YOUR ASSIGNMENT: Recreate the entire listing that appears below, exactly.
════════════════
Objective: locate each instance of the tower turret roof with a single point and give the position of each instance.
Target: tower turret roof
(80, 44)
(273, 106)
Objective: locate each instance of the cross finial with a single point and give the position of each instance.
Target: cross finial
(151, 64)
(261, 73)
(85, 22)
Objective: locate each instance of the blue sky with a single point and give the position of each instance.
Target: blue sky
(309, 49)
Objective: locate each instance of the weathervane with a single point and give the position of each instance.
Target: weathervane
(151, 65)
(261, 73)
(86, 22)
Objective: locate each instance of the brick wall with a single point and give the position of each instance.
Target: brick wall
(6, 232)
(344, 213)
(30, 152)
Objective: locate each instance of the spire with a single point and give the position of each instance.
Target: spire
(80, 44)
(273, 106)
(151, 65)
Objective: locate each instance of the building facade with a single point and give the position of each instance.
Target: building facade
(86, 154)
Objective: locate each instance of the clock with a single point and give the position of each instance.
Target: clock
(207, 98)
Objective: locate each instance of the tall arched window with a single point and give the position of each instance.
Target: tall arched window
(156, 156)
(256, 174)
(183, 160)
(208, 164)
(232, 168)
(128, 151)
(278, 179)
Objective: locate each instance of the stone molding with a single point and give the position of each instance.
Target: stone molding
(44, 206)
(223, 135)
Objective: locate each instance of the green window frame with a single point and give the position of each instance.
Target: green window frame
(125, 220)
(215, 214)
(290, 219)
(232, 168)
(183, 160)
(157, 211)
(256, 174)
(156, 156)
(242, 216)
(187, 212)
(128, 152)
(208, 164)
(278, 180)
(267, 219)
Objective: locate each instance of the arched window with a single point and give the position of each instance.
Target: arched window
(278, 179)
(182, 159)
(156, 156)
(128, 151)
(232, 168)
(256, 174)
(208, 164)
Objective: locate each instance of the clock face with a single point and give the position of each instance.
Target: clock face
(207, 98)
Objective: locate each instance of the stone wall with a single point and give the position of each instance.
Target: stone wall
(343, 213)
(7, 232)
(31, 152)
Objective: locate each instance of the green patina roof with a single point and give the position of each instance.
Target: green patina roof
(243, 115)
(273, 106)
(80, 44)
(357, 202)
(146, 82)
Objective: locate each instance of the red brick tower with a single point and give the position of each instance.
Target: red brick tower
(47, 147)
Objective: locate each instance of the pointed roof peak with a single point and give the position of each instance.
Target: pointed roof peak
════════════════
ANSWER TO THE EXERCISE:
Objective: locate each instance of the tower turret roof with a single point and give the position of each instance.
Target: tower turret roof
(80, 44)
(273, 106)
Objective: locate each instance of the cross finial with a single point and give the position of each instance.
Target: cross finial
(151, 64)
(261, 73)
(85, 22)
Objective: locate each instance of the blue sky with a single point and give the position of each instance.
Target: blue sky
(309, 49)
Objective: locate each instance of the weathervane with a single point and give the position of each instance.
Target: weathervane
(151, 65)
(261, 73)
(86, 22)
Objective: locate each instance of the brick wall with a single point and give the position of each instance.
Target: brick wall
(6, 232)
(344, 213)
(30, 152)
Objective: locate each instance of the spire with a single point and give the position of each instance.
Target: spire
(80, 44)
(273, 106)
(151, 65)
Objective: locate each instance of the building facade with a single point and give the position of each instance.
Target: building facade
(86, 154)
Objective: locate each instance of the clock with a single point and give the position of each instance.
Target: clock
(207, 98)
Objective: locate each instance of the tall arched window with a single point and give the position of each instance.
Target: tall arched window
(156, 156)
(256, 174)
(183, 160)
(208, 164)
(232, 168)
(128, 151)
(278, 179)
Objective: locate each instance of the stone molding with a single point and give the position of each instance.
Target: stone molding
(44, 206)
(223, 135)
Objective: locate each instance of the green window frame with a single point and give the position of each instance.
Target: green window frame
(125, 220)
(215, 214)
(290, 219)
(232, 168)
(183, 160)
(157, 211)
(256, 174)
(156, 156)
(242, 216)
(187, 212)
(128, 152)
(208, 164)
(278, 180)
(267, 219)
Objective: locate each instance of the arched window with a single point and give the position of each instance.
Target: arched window
(278, 179)
(182, 159)
(156, 156)
(128, 151)
(232, 168)
(256, 174)
(208, 164)
Objective: locate each instance of the clock face with a single point and give the position of each instance.
Target: clock face
(207, 98)
Objective: locate each instance of the stone wall with a single point and give the position of each instance.
Target: stone wall
(343, 213)
(7, 232)
(31, 152)
Objective: locate each instance of the green patina roof with a single point and give the position of each instance.
Target: green patina roof
(243, 115)
(273, 106)
(80, 44)
(357, 202)
(146, 82)
Objective: locate each instance of the red brick tower with a single point and give the position of each instance.
Target: red brick tower
(47, 147)
Objective: locate each instance of the pointed roof peak with a single point and give the position of each instance.
Target: pointed roof peak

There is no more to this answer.